*Quoted passage*
╔══

The No. 1 seed Arizona men will be in action later tonight vs. TCU (approximately 9:40 p.m.). Women’s top seeds Louisville (vs. Gonzaga, 7 p.m.) and Stanford (vs. Kansas, 9 p.m.) are back on the court Sunday as well.
Follow along for live updates and highlights from March Madness.
What to know about the first two rounds
South Dakota women shock host Baylor in 10-over-2 upset
Baylor had the tradition, the talent and the home-court advantage, but when the final buzzer sounded in Waco, Tex., South Dakota had itself a massive upset.
The 10th-seeded Coyotes, fresh off the first NCAA tournament win in their program’s history, jumped out to a big early lead and were able to keep No. 2 Baylor at arm’s length the rest of the way in a 61-47 triumph. It was the latest unexpected development in a women’s tournament that already saw a 10-2 upset earlier in the day when Creighton stunned Iowa.

╚══

*Short exercise 1*
Answer these about the March Madness update:
(a) What time does Louisville play Gonzaga?
(b) In what city did South Dakota play Baylor?
(c) Which team did Creighton beat in the other 10-2 upset?
*Short exercise 2*
Extend the March Madness update, starting right after its last sentence.

*Given entries*
╔══

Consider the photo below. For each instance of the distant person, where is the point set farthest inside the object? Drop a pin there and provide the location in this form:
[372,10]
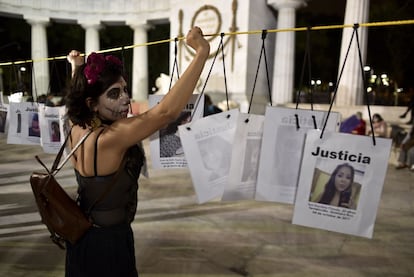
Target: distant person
[379,125]
[338,189]
[406,156]
[354,125]
[409,108]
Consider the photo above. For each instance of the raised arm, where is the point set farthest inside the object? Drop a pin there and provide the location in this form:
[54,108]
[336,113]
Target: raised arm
[132,130]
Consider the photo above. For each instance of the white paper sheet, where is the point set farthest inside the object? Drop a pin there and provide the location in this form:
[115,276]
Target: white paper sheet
[320,158]
[281,151]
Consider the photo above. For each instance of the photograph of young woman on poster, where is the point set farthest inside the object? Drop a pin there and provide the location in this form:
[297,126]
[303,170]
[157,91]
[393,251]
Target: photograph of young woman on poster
[339,188]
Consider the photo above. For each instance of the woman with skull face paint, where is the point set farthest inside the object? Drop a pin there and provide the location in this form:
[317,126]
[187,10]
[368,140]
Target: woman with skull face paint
[98,100]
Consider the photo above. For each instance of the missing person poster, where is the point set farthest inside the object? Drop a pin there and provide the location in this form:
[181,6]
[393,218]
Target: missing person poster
[165,145]
[207,146]
[24,125]
[281,153]
[341,181]
[241,184]
[50,128]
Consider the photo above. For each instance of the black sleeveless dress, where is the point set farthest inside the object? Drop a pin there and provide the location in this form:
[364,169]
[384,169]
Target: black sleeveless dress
[107,249]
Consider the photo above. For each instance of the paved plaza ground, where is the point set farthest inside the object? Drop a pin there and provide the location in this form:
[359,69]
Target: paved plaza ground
[175,236]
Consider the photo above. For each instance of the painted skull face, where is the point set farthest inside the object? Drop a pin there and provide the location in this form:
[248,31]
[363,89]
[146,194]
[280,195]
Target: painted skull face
[113,104]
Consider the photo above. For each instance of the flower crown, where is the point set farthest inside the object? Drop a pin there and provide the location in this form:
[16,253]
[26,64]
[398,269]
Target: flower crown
[96,63]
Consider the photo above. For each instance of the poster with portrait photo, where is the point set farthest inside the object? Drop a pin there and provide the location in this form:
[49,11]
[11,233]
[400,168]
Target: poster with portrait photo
[207,145]
[4,120]
[283,138]
[341,181]
[241,184]
[165,145]
[50,128]
[24,125]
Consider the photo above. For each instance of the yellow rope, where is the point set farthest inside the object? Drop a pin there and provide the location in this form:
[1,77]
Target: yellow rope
[298,29]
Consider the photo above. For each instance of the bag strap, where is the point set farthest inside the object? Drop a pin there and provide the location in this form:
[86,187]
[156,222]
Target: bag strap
[56,166]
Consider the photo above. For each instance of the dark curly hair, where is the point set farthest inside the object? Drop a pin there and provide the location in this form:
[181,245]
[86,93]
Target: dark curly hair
[80,89]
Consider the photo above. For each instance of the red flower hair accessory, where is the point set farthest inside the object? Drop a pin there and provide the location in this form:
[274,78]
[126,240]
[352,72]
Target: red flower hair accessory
[95,64]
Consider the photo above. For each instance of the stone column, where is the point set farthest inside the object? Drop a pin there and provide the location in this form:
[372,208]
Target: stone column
[140,62]
[40,74]
[91,36]
[351,89]
[283,69]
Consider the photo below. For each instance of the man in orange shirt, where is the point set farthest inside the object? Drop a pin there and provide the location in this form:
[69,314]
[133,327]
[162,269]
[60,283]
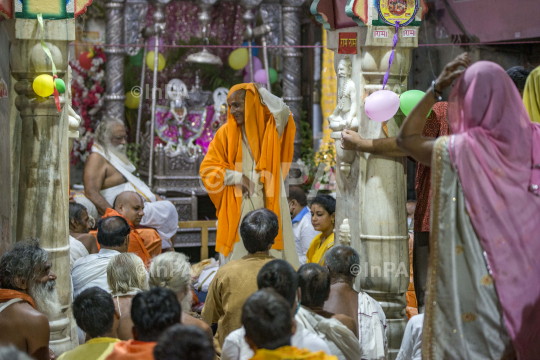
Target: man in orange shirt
[152,312]
[145,244]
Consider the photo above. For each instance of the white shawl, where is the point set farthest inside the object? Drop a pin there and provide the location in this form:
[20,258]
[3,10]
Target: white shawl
[76,250]
[127,170]
[341,341]
[371,328]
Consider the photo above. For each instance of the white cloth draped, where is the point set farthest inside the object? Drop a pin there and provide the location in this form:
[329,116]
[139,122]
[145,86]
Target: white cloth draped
[91,271]
[235,346]
[76,250]
[341,341]
[160,215]
[257,200]
[371,328]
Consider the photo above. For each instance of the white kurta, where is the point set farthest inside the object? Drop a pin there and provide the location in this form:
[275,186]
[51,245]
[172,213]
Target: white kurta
[160,215]
[257,201]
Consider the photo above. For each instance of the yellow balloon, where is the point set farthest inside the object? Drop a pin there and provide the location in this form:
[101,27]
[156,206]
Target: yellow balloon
[132,101]
[43,85]
[150,61]
[238,58]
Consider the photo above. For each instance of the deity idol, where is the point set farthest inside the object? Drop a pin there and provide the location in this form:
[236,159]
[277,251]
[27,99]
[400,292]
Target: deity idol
[344,115]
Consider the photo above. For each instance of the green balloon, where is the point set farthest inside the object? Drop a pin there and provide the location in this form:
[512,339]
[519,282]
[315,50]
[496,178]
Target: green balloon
[137,59]
[409,99]
[273,75]
[60,86]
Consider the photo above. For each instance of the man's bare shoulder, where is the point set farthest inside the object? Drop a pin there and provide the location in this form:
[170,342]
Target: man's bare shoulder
[24,314]
[95,159]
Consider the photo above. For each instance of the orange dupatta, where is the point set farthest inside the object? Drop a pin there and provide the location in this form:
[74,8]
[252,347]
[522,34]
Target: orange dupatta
[136,243]
[270,152]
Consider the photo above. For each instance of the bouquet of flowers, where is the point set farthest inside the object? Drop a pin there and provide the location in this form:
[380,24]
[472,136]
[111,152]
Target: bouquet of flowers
[87,90]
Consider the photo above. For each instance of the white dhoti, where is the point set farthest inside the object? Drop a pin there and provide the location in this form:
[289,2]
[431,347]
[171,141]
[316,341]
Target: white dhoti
[160,215]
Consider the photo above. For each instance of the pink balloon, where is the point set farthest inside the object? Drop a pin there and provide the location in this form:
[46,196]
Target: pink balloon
[260,77]
[257,65]
[382,105]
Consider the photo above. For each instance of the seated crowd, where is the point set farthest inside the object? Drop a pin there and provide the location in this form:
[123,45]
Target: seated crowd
[125,308]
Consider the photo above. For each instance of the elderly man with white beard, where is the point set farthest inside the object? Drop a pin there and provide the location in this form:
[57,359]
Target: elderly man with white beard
[28,299]
[108,172]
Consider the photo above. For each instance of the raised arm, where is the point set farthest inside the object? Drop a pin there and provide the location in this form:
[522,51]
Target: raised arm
[409,137]
[94,174]
[351,140]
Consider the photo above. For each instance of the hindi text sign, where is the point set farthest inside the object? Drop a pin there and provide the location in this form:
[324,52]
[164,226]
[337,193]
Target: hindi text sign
[347,43]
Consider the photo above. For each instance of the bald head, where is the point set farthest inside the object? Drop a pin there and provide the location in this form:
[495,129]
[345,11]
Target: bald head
[342,262]
[237,105]
[130,205]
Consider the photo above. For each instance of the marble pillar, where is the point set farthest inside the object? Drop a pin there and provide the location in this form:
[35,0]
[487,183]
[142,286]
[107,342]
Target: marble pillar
[292,75]
[114,92]
[372,196]
[40,201]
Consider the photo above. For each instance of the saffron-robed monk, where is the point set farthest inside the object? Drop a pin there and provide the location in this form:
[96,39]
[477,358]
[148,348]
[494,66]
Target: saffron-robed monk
[245,166]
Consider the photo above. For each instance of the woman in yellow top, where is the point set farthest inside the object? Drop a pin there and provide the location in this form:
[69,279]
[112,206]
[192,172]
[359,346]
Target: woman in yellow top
[323,214]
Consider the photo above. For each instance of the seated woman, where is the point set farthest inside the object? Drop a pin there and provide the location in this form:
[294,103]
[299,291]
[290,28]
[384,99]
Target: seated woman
[323,215]
[126,276]
[171,271]
[483,261]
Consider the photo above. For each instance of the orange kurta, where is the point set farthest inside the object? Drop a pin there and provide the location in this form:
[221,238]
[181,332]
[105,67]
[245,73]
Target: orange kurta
[271,153]
[147,247]
[132,349]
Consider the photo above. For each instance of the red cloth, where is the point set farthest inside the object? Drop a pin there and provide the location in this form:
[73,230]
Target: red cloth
[132,349]
[8,294]
[436,125]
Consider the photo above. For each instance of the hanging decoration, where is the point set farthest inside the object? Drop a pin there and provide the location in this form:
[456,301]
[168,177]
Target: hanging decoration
[85,59]
[382,105]
[393,12]
[409,99]
[238,58]
[45,82]
[150,58]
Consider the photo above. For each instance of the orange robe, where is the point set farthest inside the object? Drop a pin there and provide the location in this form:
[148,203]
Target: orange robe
[271,154]
[145,247]
[412,305]
[132,349]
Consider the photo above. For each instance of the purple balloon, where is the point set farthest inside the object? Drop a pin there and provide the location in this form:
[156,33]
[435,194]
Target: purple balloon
[257,65]
[382,105]
[151,44]
[260,77]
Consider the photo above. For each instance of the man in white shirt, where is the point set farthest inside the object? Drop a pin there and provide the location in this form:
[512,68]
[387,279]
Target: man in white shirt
[411,345]
[280,276]
[303,230]
[91,270]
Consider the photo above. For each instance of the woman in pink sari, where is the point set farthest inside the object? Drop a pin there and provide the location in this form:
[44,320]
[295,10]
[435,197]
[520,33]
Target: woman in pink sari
[483,291]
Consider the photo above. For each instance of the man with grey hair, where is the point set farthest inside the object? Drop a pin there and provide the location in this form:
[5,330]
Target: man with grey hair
[28,298]
[237,280]
[343,263]
[109,172]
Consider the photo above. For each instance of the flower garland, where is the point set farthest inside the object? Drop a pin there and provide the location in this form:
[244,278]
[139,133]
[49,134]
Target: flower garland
[87,89]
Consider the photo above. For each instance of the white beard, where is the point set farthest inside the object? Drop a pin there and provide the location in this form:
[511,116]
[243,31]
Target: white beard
[186,302]
[120,152]
[46,299]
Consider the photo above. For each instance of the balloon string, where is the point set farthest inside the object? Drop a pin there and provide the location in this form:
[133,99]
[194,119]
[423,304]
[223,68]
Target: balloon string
[48,53]
[385,79]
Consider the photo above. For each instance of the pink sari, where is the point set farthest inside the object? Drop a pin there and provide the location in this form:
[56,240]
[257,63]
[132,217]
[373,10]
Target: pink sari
[496,151]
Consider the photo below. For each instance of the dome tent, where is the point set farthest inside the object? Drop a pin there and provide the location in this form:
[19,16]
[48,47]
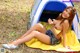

╚══

*Reply 1*
(a) 7 p.m.
(b) Waco, Tex.
(c) Iowa

*Reply 2*
South Dakota’s Hannah Sjerven scored a game-high 16 points before fouling out, and Chloe Lamb, their team’s top scorer, added 15. Baylor’s leading scorer, NaLyssa Smith, had 10 points on 4-of-10 shooting while teammate Queen Egbo notched 13.
2 Baylor falls to 10 South Dakota.
Baylor had made the Sweet 16 in 12 straight tournaments, the 4th-longest streak all-time.
Baylor was 22-0 against double-digit seeds in the NCAA Tournament. It was the most wins without a loss against double-digit seeds in tourney history. pic.twitter.com/ndDAOSm0LY
— ESPN Stats & Info (@ESPNStatsInfo) March 21, 2022
Much as they had done Friday against seventh-seeded Mississippi, the Coyotes jumped out to an early lead and never let Baylor come particularly close the rest of the way. South Dakota outscored the Bears 16-4 in the first quarter and made 13 of 17 free throws to help ice the victory.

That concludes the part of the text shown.